TEXTO DE LA PÁGINA —
◇ ◇ ◇ ◇ ◇

Las letras tienen bastantes referencias al espacio exterior, pero, por sobre todas las cosas, suenan infantiles, sacadas de un cuento de hadas. Y es que en el fondo The Piper at the Gates of Dawn es un hermoso y delirante cuento de hadas, y este es, para mí, su rasgo más atrayente. Syd era un niño, y sus canciones, por más que hagan referencias a la Vía Láctea o al I Ching, no dejan de apelar a la infancia, al juego, a la locura propia de un niño que está descubriendo el mundo.
Al fin y al cabo, ¿no es ese el efecto del LSD? ¿Devolvernos por un rato al universo que habitan lxs niñxs? Por eso hay una canción dedicada a un gato (Lucifer Sam), otra que muestra a una madre narrándole cuentos a su hijx (Matilda Mother), otra que es una fábula sobre un gnomo (The gnome) y otra que narra la historia de un espantapájaros (Scarecrow). El disco culmina con Bike, que también está impregnada de infancia, y es una de las canciones de amor más bellas que conozco. “Tengo una bicicleta, te podés subir si querés. Tiene una canasta, una campanita y muchas cosas que quedan lindas. Te la regalaría si pudiera, pero la pedí prestada”. “Sos el tipo de chica que encaja en mi mundo”, canta Syd, y sigue enumerando las cosas que posee y que le regalaría a su amada: una capa, un ratón y un ejército de hombres de jengibre. En la estrofa final, Syd la invita a una sala “llena de tonos musicales”. “Vayamos a la pieza de al lado y pongámoslos a funcionar”, dice, y el disco cierra con los sonidos que pusieron a funcionar Syd y su chica: una serie de sonidos extravagantes que parecen pájaros hechos de engranajes, o bien engranajes hechos de pájaros.

◇ ◇ ◇ ◇ ◇

Fragmentos de un conjunto de datos
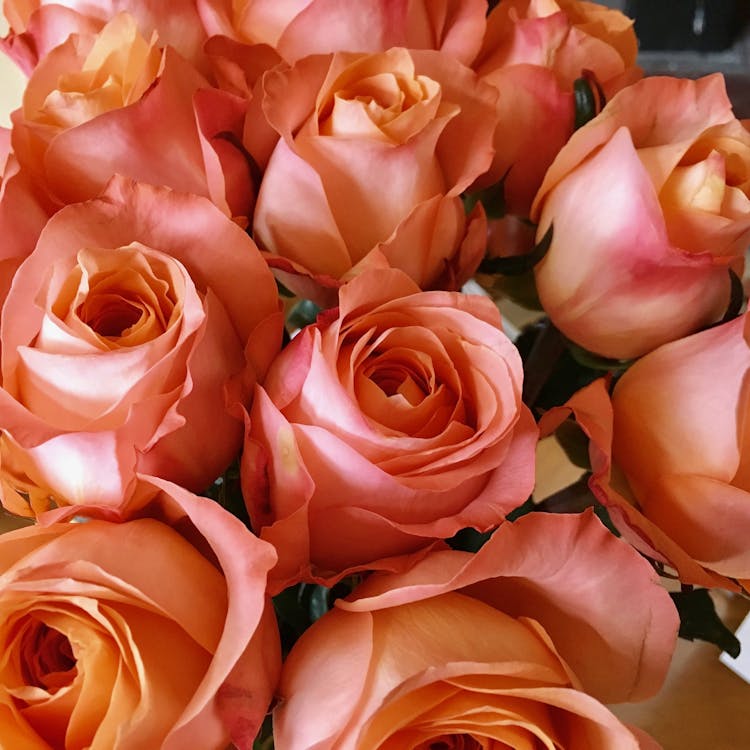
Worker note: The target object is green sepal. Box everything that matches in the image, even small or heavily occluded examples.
[286,299,321,331]
[573,71,604,130]
[670,589,741,659]
[717,268,745,325]
[568,341,635,374]
[479,224,552,276]
[445,528,494,552]
[463,176,506,219]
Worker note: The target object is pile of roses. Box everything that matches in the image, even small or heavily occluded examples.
[0,0,750,750]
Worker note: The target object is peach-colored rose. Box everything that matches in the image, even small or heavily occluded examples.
[533,74,750,359]
[12,13,255,225]
[0,135,49,299]
[0,0,206,73]
[242,269,537,587]
[198,0,487,64]
[473,0,641,216]
[542,315,750,590]
[254,48,496,303]
[274,514,679,750]
[0,482,281,750]
[0,179,281,512]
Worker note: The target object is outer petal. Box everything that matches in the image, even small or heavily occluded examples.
[612,316,750,579]
[338,513,679,702]
[534,128,729,359]
[532,74,733,219]
[540,380,739,591]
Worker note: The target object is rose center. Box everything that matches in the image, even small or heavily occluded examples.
[415,734,485,750]
[21,622,76,692]
[77,295,143,338]
[369,366,429,406]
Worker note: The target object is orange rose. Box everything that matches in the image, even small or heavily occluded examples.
[0,137,49,299]
[0,482,281,750]
[533,74,750,359]
[1,0,206,73]
[542,315,750,590]
[12,13,255,225]
[274,514,679,750]
[242,270,537,588]
[254,48,495,303]
[473,0,641,216]
[198,0,487,64]
[0,179,281,513]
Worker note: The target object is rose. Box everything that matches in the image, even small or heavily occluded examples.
[0,179,281,513]
[12,13,255,225]
[533,75,750,359]
[274,513,678,750]
[472,0,641,216]
[2,0,206,73]
[0,481,281,750]
[242,270,536,587]
[542,315,750,589]
[198,0,486,65]
[0,137,49,299]
[254,48,495,303]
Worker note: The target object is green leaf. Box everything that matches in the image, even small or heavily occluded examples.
[464,176,505,219]
[568,341,635,373]
[309,584,331,622]
[505,496,536,521]
[670,589,741,659]
[287,299,320,331]
[445,528,494,552]
[479,224,552,276]
[717,268,745,325]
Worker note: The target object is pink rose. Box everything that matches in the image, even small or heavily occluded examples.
[254,48,496,304]
[0,179,281,513]
[12,13,255,225]
[198,0,487,65]
[542,315,750,590]
[0,480,281,750]
[274,514,679,750]
[242,270,537,588]
[532,74,750,359]
[472,0,641,216]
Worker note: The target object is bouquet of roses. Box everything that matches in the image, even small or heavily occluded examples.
[0,0,750,750]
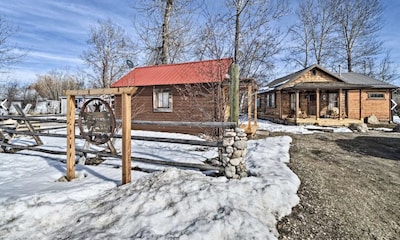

◇ ◇ ◇ ◇ ◇

QUÉ SE PIDE —
a. Reproduce sin cambios todo el tramo del texto sobre The Piper at the Gates of Dawn que va desde "Las letras tienen" hasta "descubriendo el mundo.".
b. Sigue escribiendo el texto sobre The Piper at the Gates of Dawn a partir de su última oración.

RESPUESTAS —
a.
Las letras tienen bastantes referencias al espacio exterior, pero, por sobre todas las cosas, suenan infantiles, sacadas de un cuento de hadas. Y es que en el fondo The Piper at the Gates of Dawn es un hermoso y delirante cuento de hadas, y este es, para mí, su rasgo más atrayente. Syd era un niño, y sus canciones, por más que hagan referencias a la Vía Láctea o al I Ching, no dejan de apelar a la infancia, al juego, a la locura propia de un niño que está descubriendo el mundo.

b.
Ilustración de Adriel Radovitzky
Luego de la publicación de The Piper at the Gates of Dawn, la historia de Syd pasó a ser una historia decididamente triste. Convertido en niño por completo, solía tomarse cada ensayo en broma: caía con canciones nuevas y, cuando se las mostraba a sus compañeros de banda, cambiaba los acordes en cada nueva repetición. Lo terminaron echando. Grabó dos discos como solista y luego se retiró a la casa de su madre, donde se aisló por completo y no quiso saber nada más con su pasado, rechazando todas las entrevistas que le querían hacer. “Tiene una vida común”, declaró su hermana en 1988. “Ya no toca instrumentos musicales. Su carrera musical es una parte de su vida que ahora prefiere olvidar”. Se dedicó al reposo y a la pintura, último refugio de su creatividad, hasta que falleció en 2006. De Syd nos queda su póster en nuestras paredes, vestido con ropas estrafalarias y holgadas, su mirada triste y la música que nos regaló en esos poquitos años en los que quiso regalarnos música; el resto de su vida, se la guardó para sí mismo.